- _Passage provided_:
============

The code modification is straightforward: a simple return; statement is added at the beginning of each of the non-PMKID AUX kernel functions. This prevents these kernels from executing, allowing us to isolate the performance of the PMKID kernel (AUX4) without interference. While this approach provides a significant speed boost in this specific scenario, it's important to understand that it's not a long-term solution. Disabling these kernels completely eliminates the ability to crack passwords using those methods, which is obviously not desirable in a real-world password cracking scenario. However, the patch serves as a valuable tool for understanding the problem and measuring the extent of the performance impact.

diff --git a/OpenCL/m22000-pure.cl b/OpenCL/m22000-pure.cl
index f6462637c..6aa7f7c30 100644
--- a/OpenCL/m22000-pure.cl
+++ b/OpenCL/m22000-pure.cl
@@ -403,6 +403,7 @@ KERNEL_FQ KERNEL_FA void m22000_comp (KERN_ATTR_TMPS_ESALT (wpa_pbkdf2_tmp_t, wp
 
 KERNEL_FQ KERNEL_FA void m22000_aux1 (KERN_ATTR_TMPS_ESALT (wpa_pbkdf2_tmp_t, wpa_t))
 {
+return;
   const u64 gid = get_global_id (0);
 
   if (gid >= GID_CNT) return;
@@ -596,6 +597,7 @@ KERNEL_FQ KERNEL_FA void m22000_aux1 (KERN_ATTR_TMPS_ESALT (wpa_pbkdf2_tmp_t, wp
 
 KERNEL_FQ KERNEL_FA void m22000_aux2 (KERN_ATTR_TMPS_ESALT (wpa_pbkdf2_tmp_t, wpa_t))
 {
+return;
   const u64 gid = get_global_id (0);
 
   if (gid >= GID_CNT) return;
@@ -779,6 +781,7 @@ KERNEL_FQ KERNEL_FA void m22000_aux2 (KERN_ATTR_TMPS_ESALT (wpa_pbkdf2_tmp_t, wp
 
 KERNEL_FQ KERNEL_FA void m22000_aux3 (KERN_ATTR_TMPS_ESALT (wpa_pbkdf2_tmp_t, wpa_t))
 {
+return;
   /**
    * aes shared
    */

For those who wish to reproduce the results, it's essential to clear the kernel cache before and after applying the patch. This ensures that the OpenCL JIT compiler recompiles the kernels, providing a consistent baseline for comparison. The kernel cache is typically located in the kernels/ folder within the Hashcat directory. Deleting this folder forces a fresh compilation, eliminating any potential influence from previously compiled kernels.

============

- _Extracted records_:

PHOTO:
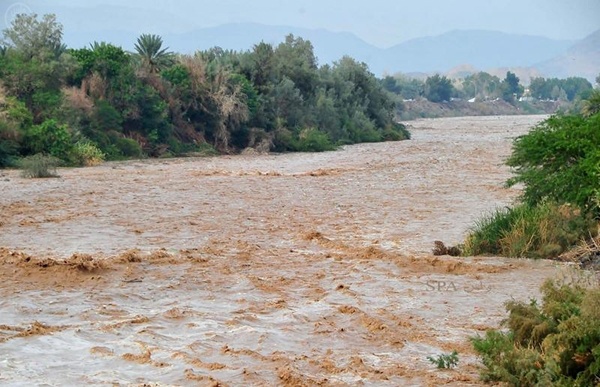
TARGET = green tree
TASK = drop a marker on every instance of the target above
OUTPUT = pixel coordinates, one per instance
(438, 88)
(34, 38)
(558, 160)
(511, 88)
(591, 106)
(35, 65)
(153, 56)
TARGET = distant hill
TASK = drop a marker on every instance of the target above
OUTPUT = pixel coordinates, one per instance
(479, 49)
(582, 59)
(329, 46)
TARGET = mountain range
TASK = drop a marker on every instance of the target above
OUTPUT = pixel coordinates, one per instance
(476, 49)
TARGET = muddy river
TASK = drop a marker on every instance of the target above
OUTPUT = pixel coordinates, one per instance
(294, 269)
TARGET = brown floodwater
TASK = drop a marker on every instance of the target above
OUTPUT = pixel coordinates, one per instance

============

- _Problems to solve_:
1) Reproduce the part of the passage on the kernel patch starting with "The code modification" and going on through "the performance impact.".
2) Answer these questions using the passage on the kernel patch.
(a) What statement is added at the beginning of each non-PMKID AUX kernel function?
(b) Which kernel's performance does the patch make it possible to isolate?
(c) Where is the kernel cache typically located?
The data on this page plays no part in this exercise.

- _Results for the exercise_:
1)
The code modification is straightforward: a simple return; statement is added at the beginning of each of the non-PMKID AUX kernel functions. This prevents these kernels from executing, allowing us to isolate the performance of the PMKID kernel (AUX4) without interference. While this approach provides a significant speed boost in this specific scenario, it's important to understand that it's not a long-term solution. Disabling these kernels completely eliminates the ability to crack passwords using those methods, which is obviously not desirable in a real-world password cracking scenario. However, the patch serves as a valuable tool for understanding the problem and measuring the extent of the performance impact.

2)
(a) A simple return; statement.
(b) The PMKID kernel (AUX4).
(c) In the kernels/ folder within the Hashcat directory.